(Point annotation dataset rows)

——————————

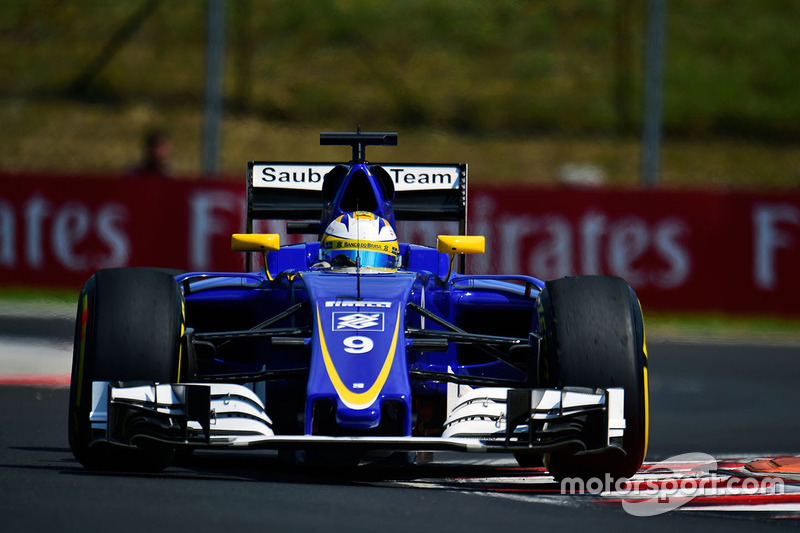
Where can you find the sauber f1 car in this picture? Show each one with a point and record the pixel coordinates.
(354, 345)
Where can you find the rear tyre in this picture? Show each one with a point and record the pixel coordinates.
(593, 336)
(129, 328)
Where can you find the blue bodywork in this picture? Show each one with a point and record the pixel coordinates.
(344, 352)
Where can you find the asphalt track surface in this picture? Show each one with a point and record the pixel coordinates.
(729, 401)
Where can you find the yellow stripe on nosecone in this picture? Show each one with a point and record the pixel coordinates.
(357, 400)
(183, 331)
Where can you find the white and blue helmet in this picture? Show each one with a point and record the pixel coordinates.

——————————

> _YOUR GOAL_: Can you put all of the rows above into a numbered list, leaving out blank lines and the pictures?

> _EXERCISE RESULT_:
1. Where can you find the sauber f1 car in this picture? Show each one with a point and record the pixel coordinates.
2. (354, 345)
3. Where can you find the rear tyre in this picture? Show each one with a point and record the pixel coordinates.
4. (593, 336)
5. (129, 328)
6. Where can you find the blue bodywork in this picture? Show each one with a point and record the pixel coordinates.
7. (344, 352)
8. Where can you find the asphalt track surface in this picture? Show each one with a point and record the pixel coordinates.
9. (729, 401)
10. Where can you find the yellow stripe on nosecone in this picture? Show each one with a point and record the pixel coordinates.
11. (357, 400)
12. (183, 331)
13. Where can you find the white and blue helmet in this picture? Show each one with a point and record the pixel coordinates.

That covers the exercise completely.